**REQUIREMENT A**
In the nature column, echo the passage between "4-    The attack" and "it out there?", inclusive.
**REQUIREMENT B**
In the Sightings section of the nature column, list every person named as reporting a sighting or sending photos.
**REQUIREMENT C**
According to the nature column, what position does Bruce Bacon hold?

**TEXT SECTION**
[Start of section]

2-    The attack appears to have taken place at least at dusk, and most likely at night. According to Tom Erdman, a highly respected expert on raptors, goshawks do not hunt at night – they’re considered pretty blind at night, which is why female goshawks can be taken by nest-raiding fishers in the spring. Still, never say never – goshawks often remain far north in the taiga and have to be able to hunt in low light during the winter. Owls, of course, hunt very well at night.
3-    The head was gone. Different raptors have different techniques for killing prey.  Most hawks use their feet, get a good grip and squeeze. Owls typically do not bite pieces off of their prey – they simply swallow it whole most of the time. But something large like a grouse, they will have to eat "piece-by-piece." And owls have an established reputation for biting the heads off of prey, but then again, hawks do as well.
4-    The attack occurred 30 feet off shore of a lake. Goshawks typically are an interior forest hunter, while owls hunt openings and lakeshores regularly. Still, why was a grouse 30 feet out onto the lake? Could the goshawk have chased it out there?
5-    So . . . for me, the evidence overall points to the greatest likelihood of an owl. But which one? There is only one snowy owl so far reported in the state, and no great grays, so the likelihood of one of those is very slim. So, a barred or a great horned? A grouse is a pretty big prey for a barred owl, and a much more common prey species for a great horned owl. So, my best guess based on the evidence . . . a great horned owl ate the grouse.

Sightings
            On 1/7, Jean Hall reported seeing several pine grosbeaks at her feeders near the Minocqua Airport. Interestingly, Jean has had evening grosbeaks at her feeders all winter. Evenings are quite uncommon so far this winter.
            Jayne Stenstrom in Oneida County sent me photos of wild turkeys that have whitish feathers mixed in among the more common brownish feathers. I asked Bruce Bacon, wildlife manager at the Mercer DNR station, about this, and he said this wasn’t particularly unusual. The males have pale gray flight feathers, but these birds are plainly  blessed with more white on them than usual. Bruce noted that breeding the whitest of wild turkeys is how we ended up with white domestic turkeys.
            Jane Flanigan in Hazelhurst sent me several fine photographs of an ermine eating suet from her hanging suet bag.
            Cherie Smith in Lake Tomahawk sent me a photo of a barred owl that’s hanging around her feeders right outside her kitchen window.
            And in Manitowish, we now have 17 pine grosbeaks visiting our feeders regularly. We also had our first common redpolls appear at our feeders on January 1st.

Celestial Events
            Look for the full moon on January 19. The moon is near the Pleiades star cluster on the evenings of January 14 and 15; near Gemini’s brightest stars Castor and Pollux on the night of January 18 and near Leo’s brightest star, Regulus, on the night of January 21. Look for Jupiter, the solar system’s largest planet, about half-way up in the southwestern sky during evening twilight. Venus is easily visible in the southeast sky about one hour before sunrise.

[End of section]

[Records excerpted from a collection]

[Start of section]

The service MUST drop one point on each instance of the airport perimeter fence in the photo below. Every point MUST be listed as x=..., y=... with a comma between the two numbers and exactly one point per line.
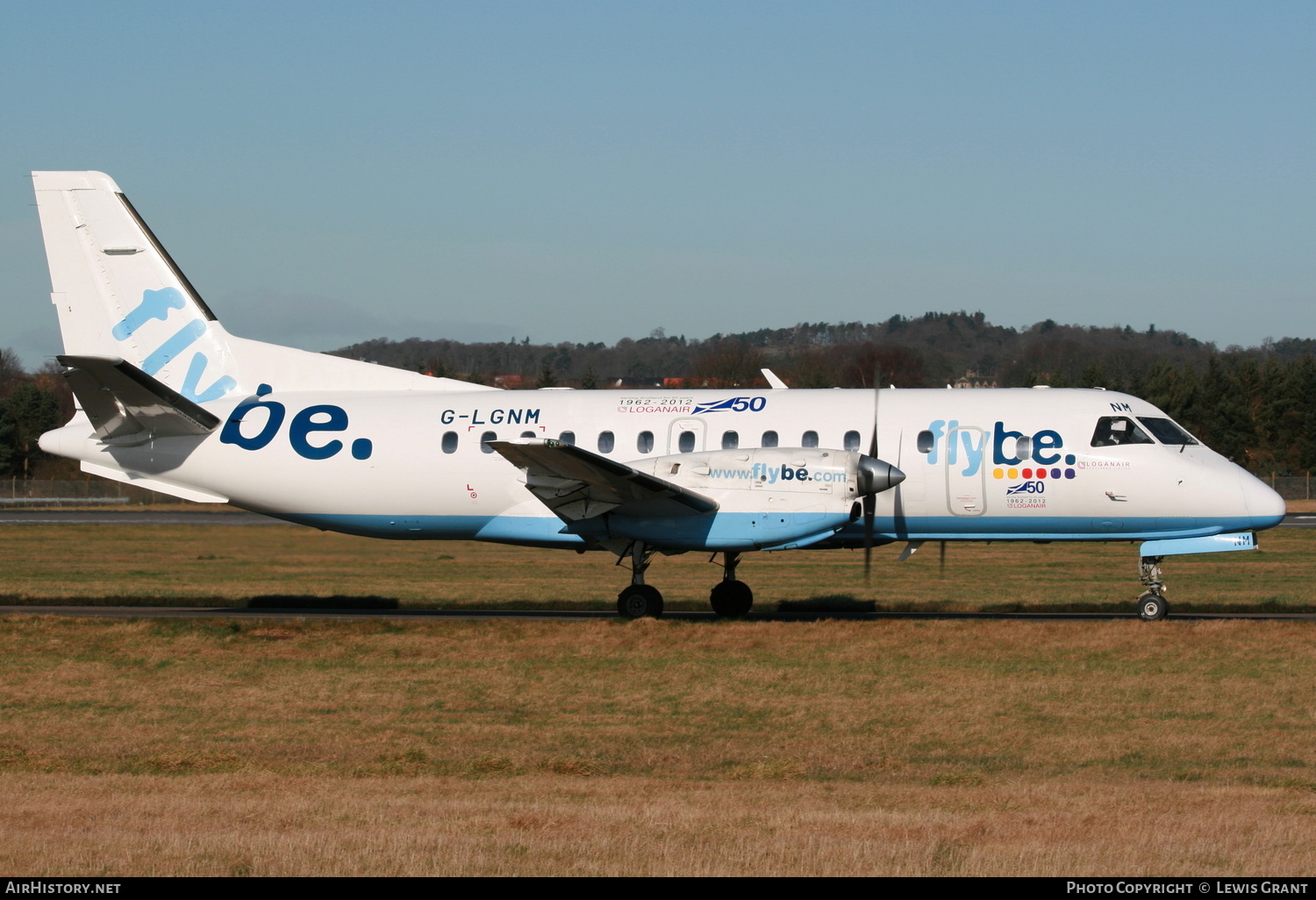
x=78, y=492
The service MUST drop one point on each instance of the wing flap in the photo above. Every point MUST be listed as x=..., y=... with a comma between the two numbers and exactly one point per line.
x=126, y=405
x=578, y=484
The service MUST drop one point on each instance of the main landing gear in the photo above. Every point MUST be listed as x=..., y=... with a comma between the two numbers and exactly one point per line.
x=731, y=597
x=1152, y=605
x=640, y=600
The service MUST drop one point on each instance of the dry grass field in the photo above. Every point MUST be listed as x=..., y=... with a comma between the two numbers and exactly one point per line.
x=228, y=566
x=894, y=746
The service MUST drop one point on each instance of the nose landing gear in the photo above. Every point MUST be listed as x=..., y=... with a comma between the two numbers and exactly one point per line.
x=1152, y=605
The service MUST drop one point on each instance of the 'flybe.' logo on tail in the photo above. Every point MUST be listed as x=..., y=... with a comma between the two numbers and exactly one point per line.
x=157, y=304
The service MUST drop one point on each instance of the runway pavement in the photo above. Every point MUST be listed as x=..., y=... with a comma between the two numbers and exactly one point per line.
x=210, y=518
x=241, y=613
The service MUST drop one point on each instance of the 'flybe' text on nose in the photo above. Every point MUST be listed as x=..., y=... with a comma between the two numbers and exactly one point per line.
x=953, y=444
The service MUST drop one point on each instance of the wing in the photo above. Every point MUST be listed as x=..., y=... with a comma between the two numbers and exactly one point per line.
x=128, y=405
x=578, y=484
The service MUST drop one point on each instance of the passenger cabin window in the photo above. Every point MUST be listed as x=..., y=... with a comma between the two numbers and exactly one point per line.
x=1116, y=431
x=1168, y=432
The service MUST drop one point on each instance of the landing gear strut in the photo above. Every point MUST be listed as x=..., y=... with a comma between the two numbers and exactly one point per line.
x=731, y=597
x=1152, y=605
x=640, y=599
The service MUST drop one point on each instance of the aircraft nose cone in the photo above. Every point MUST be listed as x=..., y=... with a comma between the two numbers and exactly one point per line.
x=1265, y=507
x=876, y=475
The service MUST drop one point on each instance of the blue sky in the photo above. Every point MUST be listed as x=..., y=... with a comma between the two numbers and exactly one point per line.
x=584, y=171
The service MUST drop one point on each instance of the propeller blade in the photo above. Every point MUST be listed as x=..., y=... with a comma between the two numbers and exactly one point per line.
x=870, y=500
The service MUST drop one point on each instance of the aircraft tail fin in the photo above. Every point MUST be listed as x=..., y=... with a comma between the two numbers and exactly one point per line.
x=120, y=295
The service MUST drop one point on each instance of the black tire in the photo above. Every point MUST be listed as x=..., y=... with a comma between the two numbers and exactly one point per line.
x=1152, y=607
x=732, y=599
x=640, y=602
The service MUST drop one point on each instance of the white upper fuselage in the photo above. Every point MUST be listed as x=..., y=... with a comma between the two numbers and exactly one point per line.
x=411, y=465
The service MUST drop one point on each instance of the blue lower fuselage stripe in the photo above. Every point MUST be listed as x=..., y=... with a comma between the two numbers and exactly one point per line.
x=550, y=532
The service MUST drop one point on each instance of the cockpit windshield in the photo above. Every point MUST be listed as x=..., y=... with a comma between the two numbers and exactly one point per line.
x=1166, y=432
x=1115, y=431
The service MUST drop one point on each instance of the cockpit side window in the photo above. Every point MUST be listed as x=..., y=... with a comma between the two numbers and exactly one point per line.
x=1115, y=431
x=1166, y=432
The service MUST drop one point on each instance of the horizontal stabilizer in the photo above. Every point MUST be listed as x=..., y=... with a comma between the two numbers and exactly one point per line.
x=578, y=484
x=126, y=405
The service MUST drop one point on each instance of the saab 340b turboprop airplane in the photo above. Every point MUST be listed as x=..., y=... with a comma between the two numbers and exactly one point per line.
x=171, y=402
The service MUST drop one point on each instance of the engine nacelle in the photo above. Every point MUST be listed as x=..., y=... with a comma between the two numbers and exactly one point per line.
x=768, y=497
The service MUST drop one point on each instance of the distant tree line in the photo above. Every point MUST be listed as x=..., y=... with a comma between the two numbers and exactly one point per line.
x=31, y=404
x=1253, y=404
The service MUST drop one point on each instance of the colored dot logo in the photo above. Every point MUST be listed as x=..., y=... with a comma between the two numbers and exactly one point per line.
x=1029, y=474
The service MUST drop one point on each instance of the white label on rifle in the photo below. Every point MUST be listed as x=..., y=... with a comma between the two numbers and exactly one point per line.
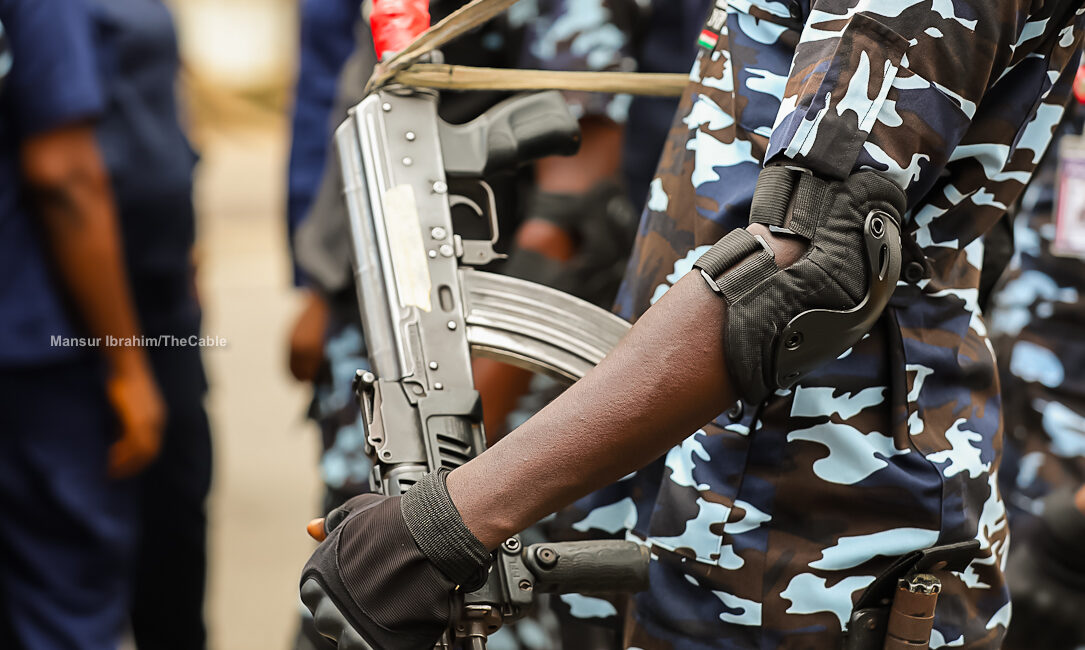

[End of section]

**ANSWER A**
4-    The attack occurred 30 feet off shore of a lake. Goshawks typically are an interior forest hunter, while owls hunt openings and lakeshores regularly. Still, why was a grouse 30 feet out onto the lake? Could the goshawk have chased it out there?

**ANSWER B**
Jean Hall
Jayne Stenstrom
Jane Flanigan
Cherie Smith

**ANSWER C**
He is the wildlife manager at the Mercer DNR station.